**Exercise requirements**
Keep every word of the entries and print them exactly; the pictures stay out.

**Data extracts**
-*-*-
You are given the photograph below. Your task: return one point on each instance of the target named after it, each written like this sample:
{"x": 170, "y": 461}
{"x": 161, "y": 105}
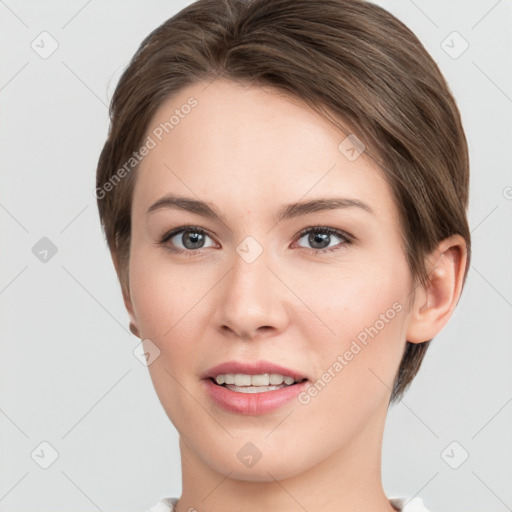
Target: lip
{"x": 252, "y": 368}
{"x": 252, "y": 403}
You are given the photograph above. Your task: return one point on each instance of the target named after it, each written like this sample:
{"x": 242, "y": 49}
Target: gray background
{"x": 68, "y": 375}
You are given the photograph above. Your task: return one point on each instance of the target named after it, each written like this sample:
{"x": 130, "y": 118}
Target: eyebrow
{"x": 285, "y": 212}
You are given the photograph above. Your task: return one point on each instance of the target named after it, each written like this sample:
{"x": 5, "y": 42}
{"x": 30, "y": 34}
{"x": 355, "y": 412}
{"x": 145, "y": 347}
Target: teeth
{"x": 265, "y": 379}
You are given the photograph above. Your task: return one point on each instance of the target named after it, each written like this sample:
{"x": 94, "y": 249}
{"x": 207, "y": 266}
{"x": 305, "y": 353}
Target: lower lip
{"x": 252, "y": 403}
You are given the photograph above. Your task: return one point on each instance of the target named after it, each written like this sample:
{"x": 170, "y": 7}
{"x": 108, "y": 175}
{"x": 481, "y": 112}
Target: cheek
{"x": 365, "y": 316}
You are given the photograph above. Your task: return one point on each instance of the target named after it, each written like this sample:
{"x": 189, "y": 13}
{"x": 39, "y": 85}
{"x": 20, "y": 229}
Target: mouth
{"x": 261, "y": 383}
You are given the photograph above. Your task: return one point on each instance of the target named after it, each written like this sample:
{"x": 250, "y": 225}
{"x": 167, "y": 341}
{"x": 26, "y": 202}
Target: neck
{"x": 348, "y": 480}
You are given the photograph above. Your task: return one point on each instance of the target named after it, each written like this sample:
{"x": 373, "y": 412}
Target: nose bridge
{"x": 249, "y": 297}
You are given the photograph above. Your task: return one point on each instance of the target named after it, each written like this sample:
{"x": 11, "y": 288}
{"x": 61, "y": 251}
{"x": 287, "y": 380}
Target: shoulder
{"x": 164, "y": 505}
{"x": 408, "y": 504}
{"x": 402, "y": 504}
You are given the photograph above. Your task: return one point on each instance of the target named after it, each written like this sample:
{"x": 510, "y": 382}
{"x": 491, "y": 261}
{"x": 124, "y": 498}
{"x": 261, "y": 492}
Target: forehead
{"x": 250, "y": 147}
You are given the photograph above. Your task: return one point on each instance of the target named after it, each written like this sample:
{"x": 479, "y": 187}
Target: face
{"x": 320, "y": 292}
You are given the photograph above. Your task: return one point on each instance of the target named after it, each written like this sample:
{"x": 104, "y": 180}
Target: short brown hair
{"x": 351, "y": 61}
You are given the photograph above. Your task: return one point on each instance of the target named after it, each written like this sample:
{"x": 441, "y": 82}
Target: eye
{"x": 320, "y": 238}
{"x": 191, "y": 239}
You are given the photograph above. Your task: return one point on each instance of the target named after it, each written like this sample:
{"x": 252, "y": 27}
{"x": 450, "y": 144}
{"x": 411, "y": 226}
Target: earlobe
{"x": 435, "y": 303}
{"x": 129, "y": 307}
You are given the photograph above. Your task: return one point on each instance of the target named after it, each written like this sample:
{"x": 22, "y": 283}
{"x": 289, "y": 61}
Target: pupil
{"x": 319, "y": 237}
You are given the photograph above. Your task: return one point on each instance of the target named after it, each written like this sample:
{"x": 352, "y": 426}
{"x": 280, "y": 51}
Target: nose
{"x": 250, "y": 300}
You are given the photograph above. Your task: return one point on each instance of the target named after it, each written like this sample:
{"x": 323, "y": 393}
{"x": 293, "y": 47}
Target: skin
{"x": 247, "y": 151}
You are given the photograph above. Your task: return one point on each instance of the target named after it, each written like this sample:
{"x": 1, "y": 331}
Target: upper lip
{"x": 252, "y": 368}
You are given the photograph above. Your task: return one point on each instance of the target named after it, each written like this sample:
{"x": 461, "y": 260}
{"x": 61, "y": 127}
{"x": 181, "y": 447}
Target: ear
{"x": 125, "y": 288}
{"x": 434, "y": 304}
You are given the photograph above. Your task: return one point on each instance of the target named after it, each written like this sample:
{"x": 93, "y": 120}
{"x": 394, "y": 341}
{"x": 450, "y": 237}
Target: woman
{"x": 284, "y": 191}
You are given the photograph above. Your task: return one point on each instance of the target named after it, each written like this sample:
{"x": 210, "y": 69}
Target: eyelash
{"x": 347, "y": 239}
-*-*-
**Response to the task**
You are given the photograph below. Your task: return one point on each instance of the target named after it, each written like this sample:
{"x": 170, "y": 461}
{"x": 161, "y": 105}
Target: lip
{"x": 252, "y": 368}
{"x": 252, "y": 403}
You are given the photograph above. Your task: return one point on each instance of the target named after it, each written like this sample:
{"x": 242, "y": 49}
Target: gray background
{"x": 68, "y": 375}
You are given the photograph above. Your task: return one point on each instance of the target named after it, each written like this sample:
{"x": 130, "y": 118}
Target: eyebrow
{"x": 285, "y": 212}
You are given the photograph above. Your task: return one point on each instance of the target named after it, each written like this sample:
{"x": 5, "y": 42}
{"x": 30, "y": 34}
{"x": 355, "y": 412}
{"x": 145, "y": 347}
Target: teeth
{"x": 265, "y": 379}
You are given the photograph above. Your task: return one point on each instance of the target named after it, each written like this sample:
{"x": 94, "y": 249}
{"x": 207, "y": 266}
{"x": 305, "y": 353}
Target: lower lip
{"x": 252, "y": 403}
You are given the photograph above. Your task: return one point on each instance of the target named after it, each written like this sample:
{"x": 170, "y": 7}
{"x": 108, "y": 175}
{"x": 481, "y": 112}
Target: cheek
{"x": 365, "y": 316}
You are given the photograph above. Your task: return one point on each instance of the target named after it, each written like this sample:
{"x": 189, "y": 13}
{"x": 39, "y": 85}
{"x": 20, "y": 229}
Target: mouth
{"x": 261, "y": 383}
You are given the photograph above. Your task: return one point on each instance of the target named after it, each written like this sample:
{"x": 250, "y": 225}
{"x": 167, "y": 341}
{"x": 26, "y": 202}
Target: neck
{"x": 348, "y": 480}
You are given the photograph above. Your task: return one point on each instance of the target named after it, each written like this sample:
{"x": 373, "y": 412}
Target: nose bridge
{"x": 249, "y": 297}
You are given the photograph above. Your task: return one point on each instance of the target named after it, each written like this sample:
{"x": 11, "y": 288}
{"x": 61, "y": 251}
{"x": 287, "y": 380}
Target: shoulder
{"x": 164, "y": 505}
{"x": 408, "y": 504}
{"x": 402, "y": 504}
You are given the photograph above. Your task: return one point on each instance of the target named after it, each written like this sample:
{"x": 510, "y": 382}
{"x": 491, "y": 261}
{"x": 124, "y": 498}
{"x": 261, "y": 492}
Target: forehead
{"x": 250, "y": 147}
You are given the photograph above. Your task: return one point on each instance of the target named after it, each written like this sample:
{"x": 479, "y": 187}
Target: face
{"x": 320, "y": 292}
You are given the photograph above. Your task: return one point on each instance of the target named after it, each written like this sample:
{"x": 104, "y": 180}
Target: short brown hair
{"x": 351, "y": 61}
You are given the photograph above. Your task: return one point on each instance of the target named after it, each written like this sample:
{"x": 441, "y": 82}
Target: eye
{"x": 320, "y": 238}
{"x": 191, "y": 239}
You are given the photograph above. Your task: return one point on each instance of the target named after it, each written like this sample:
{"x": 252, "y": 27}
{"x": 450, "y": 144}
{"x": 411, "y": 226}
Target: earlobe
{"x": 435, "y": 303}
{"x": 129, "y": 307}
You are given the photograph above. Your task: return one point on each instance of the target named after it, each written like this sample:
{"x": 22, "y": 283}
{"x": 289, "y": 61}
Target: pupil
{"x": 319, "y": 237}
You are given the photograph above. Your task: return one point on each instance of the target named after it, each written like this sample:
{"x": 352, "y": 426}
{"x": 280, "y": 51}
Target: nose
{"x": 250, "y": 300}
You are given the photograph above. Your task: return one point on each instance of the target named after it, each written like this sample:
{"x": 323, "y": 393}
{"x": 293, "y": 47}
Target: skin
{"x": 247, "y": 151}
You are given the photograph above. Your task: return one point on each instance of the target named after it, each written like this sample:
{"x": 1, "y": 331}
Target: upper lip
{"x": 252, "y": 368}
You are given the photograph above. Your task: return one point on each instance of the target named after it, each written like this sample:
{"x": 461, "y": 260}
{"x": 61, "y": 127}
{"x": 181, "y": 447}
Target: ear
{"x": 125, "y": 288}
{"x": 434, "y": 304}
You are given the photograph above. Your task: return one point on each instance of the target named after it, each written like this sample:
{"x": 93, "y": 120}
{"x": 394, "y": 341}
{"x": 450, "y": 237}
Target: woman
{"x": 284, "y": 191}
You are given the photograph above. Your task: return one point on each instance of the target named after it, each written like this sample:
{"x": 210, "y": 69}
Target: eyelash
{"x": 347, "y": 239}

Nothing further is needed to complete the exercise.